Compito assegnato 1
Estrai tutte le righe in cui compare la stringa "parts".

----- Testo fornito

Banco Itaú Collection. Courtesy of the Yalenti family

Il corpo mutevole dell’architettura s’incontra con la fotografia ad Arles

Il Modernismo concretista e visionario brasiliano, un controverso Le Corbusier e l’inquietante collage abitabile di Batia Suter sono protagonisti ai Rencontres de la Photographie

C’è qualcosa di eroico nell’idea di mettere l’architettura al centro di un festival di fotografia. Come se all’improvviso, tra reportage politici, ritratti esistenziali e nature morte d’autore, ci si accorgesse che anche i muri parlano. E che anzi, a ben vedere, parlano di noi più di quanto vorremmo ammettere. È quello che succede quest’anno dal 7 luglio fino al 5 ottobre a Les Rencontres de la Photographie d’Arles, la manifestazione che da oltre cinquant’anni trasforma la città provenzale in una specie di laboratorio a cielo aperto per le immagini contemporanee, dove la sezione «Géométrie Variable» si prende la scena raccontando, in tre mostre, il corpo mutevole dell’architettura attraverso la lente della fotografia: monumento, rovina, collage mentale, carne viva.

Tutto parte da un club fotografico di San Paolo del Brasile, attivo fra la fine degli anni Trenta e i primi Sessanta. Nome: Foto Cine Clube Bandeirante. Etichetta: dilettanti. Ma bastano pochi minuti dentro «Construction, déconstruction, reconstruction», allestita negli spazi della Mécanique Générale e presentata nell’ambito della Saison Brésil-France 2025, per capire che qui si gioca una partita ben più alta. Curata da Helouise Costa e Marcella Legrand Marer, la mostra racconta come un gruppo di appassionati con una predilezione per le sperimentazioni tecniche abbia finito per riscrivere la grammatica della fotografia moderna in Brasile, accendendo un’onda lunga che avrebbe toccato la Bossa Nova, il Cinema Novo e l’arte neoconcreta. Ci sono fotogrammi, solarizzazioni, montaggi stranianti, manipolazioni dirette dei negativi: tutto concorre a rendere l’architettura, e soprattutto quella urbana, quotidiana, in trasformazione, una materia viva da decostruire e ricomporre. È un nuovo modo di guardare la città, attraverso la lente dell’astrazione e del frammento. I nomi sono quelli di un canone in attesa di venire riscoperto: Geraldo de Barros, German Lorca, Thomaz Farkas, José Oiticica Filho, Marcel Giró e Gertrudes Altschul. Accanto a loro, in un dialogo transdisciplinare che oggi suona finalmente naturale, le visioni di Lygia Pape e Hélio Oiticica, figure chiave del Neoconcretismo brasiliano. Non è solo una mostra fotografica: è una lezione visiva di utopia modernista, con tutte le sue tensioni, i suoi sogni di progresso e le sue inevitabili contraddizioni.

----------
----- Righe salvate

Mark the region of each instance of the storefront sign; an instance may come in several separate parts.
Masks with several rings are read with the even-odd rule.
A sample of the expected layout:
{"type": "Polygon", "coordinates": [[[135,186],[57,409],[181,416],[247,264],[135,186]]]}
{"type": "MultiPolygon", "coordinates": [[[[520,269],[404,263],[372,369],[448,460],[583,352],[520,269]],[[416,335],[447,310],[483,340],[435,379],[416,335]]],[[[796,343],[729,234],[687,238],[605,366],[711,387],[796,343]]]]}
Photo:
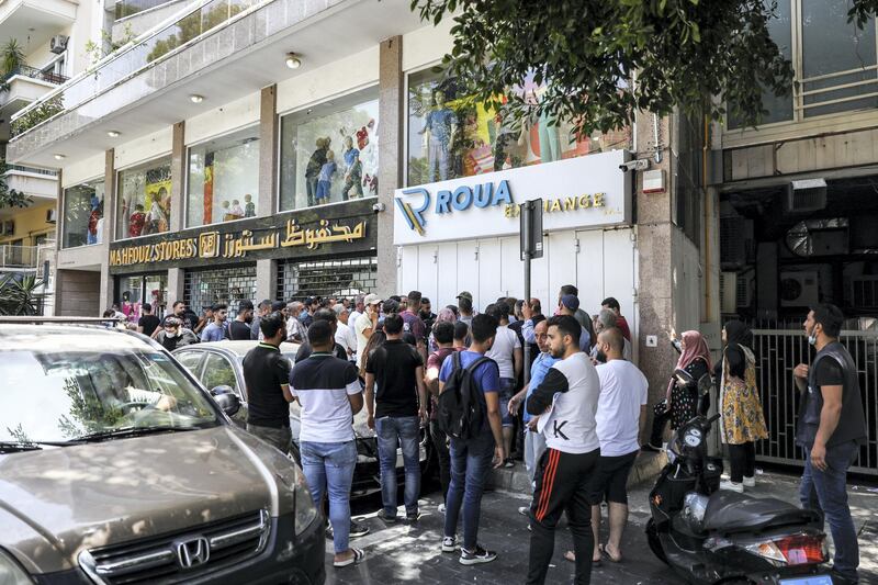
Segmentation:
{"type": "Polygon", "coordinates": [[[371,202],[326,207],[327,216],[316,218],[323,211],[317,207],[113,243],[110,245],[110,269],[127,272],[126,269],[132,267],[148,266],[154,270],[157,268],[155,265],[169,262],[189,267],[205,260],[233,263],[258,258],[317,257],[374,247],[375,236],[373,229],[369,229],[371,202]],[[361,214],[351,217],[352,207],[361,214]],[[344,213],[345,210],[348,213],[344,213]]]}
{"type": "Polygon", "coordinates": [[[519,205],[543,199],[544,229],[631,222],[631,173],[624,150],[589,155],[399,189],[394,244],[421,244],[518,233],[519,205]]]}

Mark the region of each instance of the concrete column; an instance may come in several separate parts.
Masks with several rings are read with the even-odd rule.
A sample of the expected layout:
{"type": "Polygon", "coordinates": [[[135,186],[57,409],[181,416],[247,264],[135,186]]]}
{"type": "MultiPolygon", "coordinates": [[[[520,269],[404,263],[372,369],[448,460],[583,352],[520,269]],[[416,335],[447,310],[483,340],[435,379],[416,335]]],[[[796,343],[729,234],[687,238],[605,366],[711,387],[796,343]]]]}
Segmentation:
{"type": "MultiPolygon", "coordinates": [[[[254,304],[262,299],[275,300],[278,296],[278,260],[256,261],[256,299],[254,304]]],[[[288,299],[279,299],[286,301],[288,299]]]]}
{"type": "Polygon", "coordinates": [[[101,288],[99,305],[101,313],[112,306],[115,301],[115,281],[110,275],[110,241],[116,234],[116,157],[112,148],[104,157],[103,176],[103,241],[99,245],[101,252],[101,288]]]}
{"type": "Polygon", "coordinates": [[[178,122],[173,125],[171,138],[171,232],[179,232],[185,226],[185,193],[183,193],[188,171],[185,158],[185,122],[178,122]]]}
{"type": "MultiPolygon", "coordinates": [[[[278,86],[269,86],[262,88],[259,103],[259,194],[256,213],[260,216],[273,215],[278,211],[278,86]]],[[[272,295],[264,297],[272,299],[272,295]]]]}
{"type": "Polygon", "coordinates": [[[393,246],[393,192],[403,187],[405,156],[405,79],[403,76],[403,37],[381,43],[379,58],[379,203],[378,213],[378,294],[396,292],[396,248],[393,246]]]}

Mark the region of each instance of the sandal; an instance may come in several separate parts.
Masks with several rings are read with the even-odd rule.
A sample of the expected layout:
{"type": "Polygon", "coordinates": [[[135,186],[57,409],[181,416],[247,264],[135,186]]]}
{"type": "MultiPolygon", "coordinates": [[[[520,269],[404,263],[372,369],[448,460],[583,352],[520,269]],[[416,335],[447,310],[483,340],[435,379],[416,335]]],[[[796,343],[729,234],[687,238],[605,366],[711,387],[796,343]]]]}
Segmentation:
{"type": "Polygon", "coordinates": [[[621,563],[622,562],[622,555],[620,554],[618,556],[614,556],[612,554],[610,554],[610,551],[607,550],[607,545],[606,544],[598,544],[598,549],[600,549],[600,552],[603,554],[606,554],[607,559],[609,559],[614,563],[621,563]]]}
{"type": "Polygon", "coordinates": [[[350,551],[353,553],[353,555],[350,559],[346,561],[334,561],[333,566],[335,566],[336,569],[341,569],[342,566],[360,564],[361,562],[363,562],[363,559],[365,559],[365,553],[360,549],[351,549],[350,551]]]}

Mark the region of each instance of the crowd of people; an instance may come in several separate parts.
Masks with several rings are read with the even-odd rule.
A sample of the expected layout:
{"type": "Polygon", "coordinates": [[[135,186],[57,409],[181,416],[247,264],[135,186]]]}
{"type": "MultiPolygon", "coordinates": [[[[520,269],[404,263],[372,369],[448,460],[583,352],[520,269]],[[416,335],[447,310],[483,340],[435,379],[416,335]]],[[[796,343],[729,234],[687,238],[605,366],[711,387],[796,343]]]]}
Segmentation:
{"type": "MultiPolygon", "coordinates": [[[[606,299],[589,315],[577,289],[565,285],[547,316],[538,299],[498,299],[481,313],[470,292],[457,300],[438,314],[418,291],[389,299],[266,300],[256,306],[240,301],[232,323],[226,305],[199,317],[177,302],[161,319],[144,305],[137,328],[169,350],[199,341],[259,341],[244,361],[247,428],[288,452],[289,403],[301,405],[301,463],[315,504],[328,500],[337,567],[364,559],[350,545],[368,531],[350,518],[357,463],[352,419],[363,408],[378,441],[379,518],[387,525],[418,520],[419,437],[427,428],[442,490],[441,550],[459,554],[463,565],[497,558],[479,540],[482,494],[492,468],[524,460],[533,494],[530,506],[519,508],[531,531],[529,584],[545,581],[564,513],[574,542],[565,558],[575,563],[575,583],[589,583],[594,563],[621,561],[626,484],[634,460],[641,450],[663,448],[668,423],[676,429],[707,414],[711,397],[722,415],[720,436],[731,462],[721,487],[755,487],[755,443],[768,435],[752,336],[742,322],[724,325],[716,364],[700,333],[677,337],[671,329],[679,357],[641,447],[649,384],[631,361],[631,333],[618,301],[606,299]],[[300,344],[294,364],[279,351],[284,341],[300,344]],[[397,449],[404,517],[397,515],[397,449]],[[609,537],[601,544],[605,503],[609,537]]],[[[838,342],[842,324],[837,307],[819,305],[803,325],[818,353],[810,368],[795,370],[803,396],[797,442],[809,455],[801,503],[823,511],[835,543],[834,571],[856,583],[857,540],[845,486],[866,428],[856,368],[838,342]]]]}

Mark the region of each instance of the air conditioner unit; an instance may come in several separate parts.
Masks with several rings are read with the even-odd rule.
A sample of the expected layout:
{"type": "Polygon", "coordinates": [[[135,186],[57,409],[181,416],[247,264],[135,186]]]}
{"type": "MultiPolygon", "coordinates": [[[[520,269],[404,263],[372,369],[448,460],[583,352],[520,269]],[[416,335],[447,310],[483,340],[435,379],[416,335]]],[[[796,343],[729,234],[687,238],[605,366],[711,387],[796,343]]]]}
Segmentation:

----------

Compito assegnato 2
Elenca i nomi citati nella frase del testo fornito che comincia con «I nomi sono quelli di un canone».

Risposta corretta 1
Mark the region of each instance of the storefront sign; an instance may come in several separate parts.
Mark the region of each instance of the concrete column; an instance may come in several separate parts.
Mark the region of each instance of the sandal; an instance may come in several separate parts.
Mark the region of each instance of the crowd of people; an instance may come in several separate parts.
Mark the region of each instance of the air conditioner unit; an instance may come in several separate parts.

Risposta corretta 2
Geraldo de Barros, German Lorca, Thomaz Farkas, José Oiticica Filho, Marcel Giró, Gertrudes Altschul